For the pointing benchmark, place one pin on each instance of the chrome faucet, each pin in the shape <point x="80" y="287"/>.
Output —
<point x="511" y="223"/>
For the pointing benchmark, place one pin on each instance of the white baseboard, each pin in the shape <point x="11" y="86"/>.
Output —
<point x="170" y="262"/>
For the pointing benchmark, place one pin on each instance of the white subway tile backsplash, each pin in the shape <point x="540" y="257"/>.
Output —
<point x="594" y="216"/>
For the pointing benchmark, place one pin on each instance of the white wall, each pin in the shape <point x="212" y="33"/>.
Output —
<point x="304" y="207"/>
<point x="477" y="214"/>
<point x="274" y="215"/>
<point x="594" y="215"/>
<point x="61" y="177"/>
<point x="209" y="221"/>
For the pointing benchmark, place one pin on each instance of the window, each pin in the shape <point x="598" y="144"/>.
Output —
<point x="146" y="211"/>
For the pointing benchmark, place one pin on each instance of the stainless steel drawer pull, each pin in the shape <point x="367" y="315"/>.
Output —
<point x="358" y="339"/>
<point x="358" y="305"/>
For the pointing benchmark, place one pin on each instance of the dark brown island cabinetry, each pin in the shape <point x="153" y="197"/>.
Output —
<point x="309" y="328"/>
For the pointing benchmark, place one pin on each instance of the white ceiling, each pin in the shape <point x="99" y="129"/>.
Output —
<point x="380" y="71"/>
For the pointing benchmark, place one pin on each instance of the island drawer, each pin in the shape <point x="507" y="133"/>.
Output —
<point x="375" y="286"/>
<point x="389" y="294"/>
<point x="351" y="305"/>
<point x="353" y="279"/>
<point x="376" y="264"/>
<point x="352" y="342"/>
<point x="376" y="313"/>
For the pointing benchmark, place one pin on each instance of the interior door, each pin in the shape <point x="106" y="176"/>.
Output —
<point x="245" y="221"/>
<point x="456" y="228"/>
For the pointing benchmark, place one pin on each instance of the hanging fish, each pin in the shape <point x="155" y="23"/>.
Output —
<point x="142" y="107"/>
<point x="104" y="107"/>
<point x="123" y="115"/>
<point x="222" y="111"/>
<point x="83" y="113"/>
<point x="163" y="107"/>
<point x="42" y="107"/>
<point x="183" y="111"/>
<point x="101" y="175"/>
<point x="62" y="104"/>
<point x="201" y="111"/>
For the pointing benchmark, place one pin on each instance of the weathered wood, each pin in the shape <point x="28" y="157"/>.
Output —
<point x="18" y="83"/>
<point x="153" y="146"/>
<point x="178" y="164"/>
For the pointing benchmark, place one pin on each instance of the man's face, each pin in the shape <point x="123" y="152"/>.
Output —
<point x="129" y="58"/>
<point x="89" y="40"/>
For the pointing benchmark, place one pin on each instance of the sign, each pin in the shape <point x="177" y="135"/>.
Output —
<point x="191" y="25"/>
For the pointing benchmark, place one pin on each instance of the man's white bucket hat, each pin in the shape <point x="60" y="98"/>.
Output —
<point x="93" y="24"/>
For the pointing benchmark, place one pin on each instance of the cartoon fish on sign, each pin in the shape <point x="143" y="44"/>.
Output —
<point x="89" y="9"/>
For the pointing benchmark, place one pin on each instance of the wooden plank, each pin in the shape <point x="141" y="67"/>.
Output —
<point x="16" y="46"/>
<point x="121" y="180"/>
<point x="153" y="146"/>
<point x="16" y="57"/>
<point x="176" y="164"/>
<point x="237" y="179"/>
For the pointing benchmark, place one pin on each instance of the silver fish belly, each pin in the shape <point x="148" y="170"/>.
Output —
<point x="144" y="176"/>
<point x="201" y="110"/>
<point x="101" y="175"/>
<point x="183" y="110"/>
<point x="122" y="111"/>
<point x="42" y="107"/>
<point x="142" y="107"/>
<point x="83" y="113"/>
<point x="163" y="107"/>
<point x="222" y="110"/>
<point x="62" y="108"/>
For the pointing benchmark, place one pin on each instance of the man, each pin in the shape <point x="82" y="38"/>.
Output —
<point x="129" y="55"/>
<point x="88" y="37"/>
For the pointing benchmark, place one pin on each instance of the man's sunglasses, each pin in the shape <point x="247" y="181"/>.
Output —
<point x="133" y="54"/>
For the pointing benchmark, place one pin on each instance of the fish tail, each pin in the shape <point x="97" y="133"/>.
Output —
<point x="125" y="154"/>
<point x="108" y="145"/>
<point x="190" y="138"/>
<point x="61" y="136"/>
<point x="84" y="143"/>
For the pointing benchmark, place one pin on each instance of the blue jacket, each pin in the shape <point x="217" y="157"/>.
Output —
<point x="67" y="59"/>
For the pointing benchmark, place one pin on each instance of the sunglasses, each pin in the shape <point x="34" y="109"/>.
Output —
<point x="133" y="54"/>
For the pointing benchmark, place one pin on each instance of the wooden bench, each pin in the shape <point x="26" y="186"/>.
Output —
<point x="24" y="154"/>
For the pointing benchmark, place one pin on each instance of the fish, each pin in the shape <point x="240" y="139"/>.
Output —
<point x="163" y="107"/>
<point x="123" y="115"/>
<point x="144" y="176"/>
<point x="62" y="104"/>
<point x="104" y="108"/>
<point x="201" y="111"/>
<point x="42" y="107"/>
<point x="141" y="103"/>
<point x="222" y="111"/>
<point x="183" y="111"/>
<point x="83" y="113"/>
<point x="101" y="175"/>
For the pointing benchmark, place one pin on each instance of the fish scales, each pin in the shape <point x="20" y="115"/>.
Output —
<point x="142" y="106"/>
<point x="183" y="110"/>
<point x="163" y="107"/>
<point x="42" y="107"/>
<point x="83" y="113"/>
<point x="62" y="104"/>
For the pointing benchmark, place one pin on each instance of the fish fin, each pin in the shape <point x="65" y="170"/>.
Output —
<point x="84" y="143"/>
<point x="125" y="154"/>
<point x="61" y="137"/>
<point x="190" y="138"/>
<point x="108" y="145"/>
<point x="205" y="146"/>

> **Given task**: Please copy out each record, character for character.

> **Solved exercise**:
For the pointing benchmark, place one pin on each instance of the chrome faucet, each pin in the shape <point x="80" y="287"/>.
Output —
<point x="511" y="223"/>
For the pointing benchmark, place one pin on each instance of the white baseboard, each pin in the shape <point x="11" y="86"/>.
Output —
<point x="170" y="262"/>
For the pointing benchmark, place one pin on each instance of the white subway tile backsplash, each pin in the shape <point x="540" y="257"/>.
Output —
<point x="594" y="216"/>
For the pointing benchmark, place one pin on each instance of the white wall, each pin in the shape <point x="212" y="33"/>.
Output —
<point x="304" y="207"/>
<point x="477" y="214"/>
<point x="274" y="215"/>
<point x="594" y="215"/>
<point x="61" y="177"/>
<point x="209" y="221"/>
For the pointing benchmark, place one pin on each instance of the window, each pin in the shape <point x="598" y="144"/>.
Output —
<point x="146" y="211"/>
For the pointing benchmark, place one pin on each instance of the stainless steel drawer pull, each pin in the shape <point x="367" y="315"/>.
Output —
<point x="358" y="339"/>
<point x="358" y="305"/>
For the pointing benchmark, place one pin on each instance of the dark brown island cabinetry, each pin in the shape <point x="153" y="197"/>.
Output —
<point x="309" y="328"/>
For the pointing benchmark, place one pin on each instance of the white ceiling, each pin in the shape <point x="99" y="129"/>.
Output —
<point x="380" y="71"/>
For the pointing benchmark, place one pin on each instance of the island drawer, each pin in the shape <point x="507" y="133"/>.
Output —
<point x="375" y="286"/>
<point x="389" y="294"/>
<point x="351" y="305"/>
<point x="353" y="279"/>
<point x="376" y="264"/>
<point x="352" y="342"/>
<point x="376" y="313"/>
For the pointing benchmark, place one pin on each instance of the interior door, each pin in the shape <point x="106" y="176"/>.
Output —
<point x="245" y="221"/>
<point x="456" y="228"/>
For the pointing benchmark, place one pin on each instance of the hanging fish, each pin in the shape <point x="155" y="23"/>.
Output —
<point x="142" y="107"/>
<point x="104" y="107"/>
<point x="123" y="115"/>
<point x="222" y="111"/>
<point x="83" y="113"/>
<point x="163" y="107"/>
<point x="42" y="107"/>
<point x="183" y="111"/>
<point x="101" y="175"/>
<point x="62" y="104"/>
<point x="201" y="111"/>
For the pointing benchmark, place one pin on each instance of the weathered wood, each pin in the shape <point x="28" y="157"/>.
Output —
<point x="18" y="83"/>
<point x="153" y="146"/>
<point x="178" y="164"/>
For the pointing benchmark, place one pin on each instance of the man's face, each pin in the shape <point x="123" y="152"/>.
Output —
<point x="129" y="58"/>
<point x="89" y="40"/>
For the pointing benchmark, place one pin on each instance of the sign, each pin in the shape <point x="177" y="135"/>.
Output —
<point x="191" y="25"/>
For the pointing benchmark, place one pin on each instance of the man's white bucket hat, each pin in the shape <point x="60" y="98"/>.
Output —
<point x="93" y="24"/>
For the pointing benchmark, place one pin on each instance of the cartoon fish on sign, each pin in the shape <point x="143" y="44"/>.
Output —
<point x="89" y="9"/>
For the pointing benchmark, place one pin on each instance of the wooden plank, each pin in the shape <point x="141" y="67"/>.
Output —
<point x="16" y="46"/>
<point x="121" y="180"/>
<point x="153" y="146"/>
<point x="16" y="57"/>
<point x="176" y="164"/>
<point x="237" y="179"/>
For the pointing benchmark, place one pin on each instance of the silver fish belly, each pin in the shape <point x="148" y="170"/>.
Output —
<point x="144" y="176"/>
<point x="201" y="110"/>
<point x="101" y="175"/>
<point x="183" y="110"/>
<point x="122" y="111"/>
<point x="42" y="107"/>
<point x="142" y="107"/>
<point x="83" y="113"/>
<point x="163" y="107"/>
<point x="222" y="110"/>
<point x="62" y="108"/>
For the pointing benchmark, place one pin on each instance of the man, each pin in the shape <point x="82" y="38"/>.
Output —
<point x="129" y="55"/>
<point x="88" y="37"/>
For the pointing benchmark, place one pin on each instance of the man's sunglasses, each pin in the shape <point x="247" y="181"/>.
Output —
<point x="133" y="54"/>
For the pointing benchmark, place one pin on each instance of the fish tail, each pin in the shape <point x="97" y="133"/>.
Output —
<point x="125" y="154"/>
<point x="108" y="145"/>
<point x="190" y="138"/>
<point x="61" y="136"/>
<point x="84" y="143"/>
For the pointing benchmark, place one pin on each instance of the blue jacket, each pin in the shape <point x="217" y="157"/>.
Output —
<point x="67" y="59"/>
For the pointing benchmark, place one pin on each instance of the sunglasses, each pin in the shape <point x="34" y="109"/>.
Output —
<point x="133" y="54"/>
For the pointing benchmark, place one pin on each instance of the wooden bench, each pin in the shape <point x="26" y="186"/>.
Output —
<point x="24" y="154"/>
For the pointing benchmark, place one pin on each instance of the fish, each pin in the shape <point x="240" y="139"/>.
Output —
<point x="163" y="107"/>
<point x="123" y="115"/>
<point x="144" y="176"/>
<point x="62" y="104"/>
<point x="104" y="108"/>
<point x="201" y="111"/>
<point x="42" y="107"/>
<point x="141" y="103"/>
<point x="222" y="111"/>
<point x="183" y="111"/>
<point x="83" y="113"/>
<point x="101" y="175"/>
For the pointing benchmark, place one pin on each instance of the fish scales, each pin in the shape <point x="20" y="115"/>.
Output —
<point x="142" y="106"/>
<point x="183" y="110"/>
<point x="163" y="107"/>
<point x="42" y="107"/>
<point x="83" y="113"/>
<point x="62" y="104"/>
For the pointing benchmark, place one pin on each instance of the fish fin, each pin in the shape <point x="65" y="170"/>.
Output —
<point x="84" y="143"/>
<point x="125" y="154"/>
<point x="61" y="137"/>
<point x="190" y="138"/>
<point x="108" y="145"/>
<point x="205" y="146"/>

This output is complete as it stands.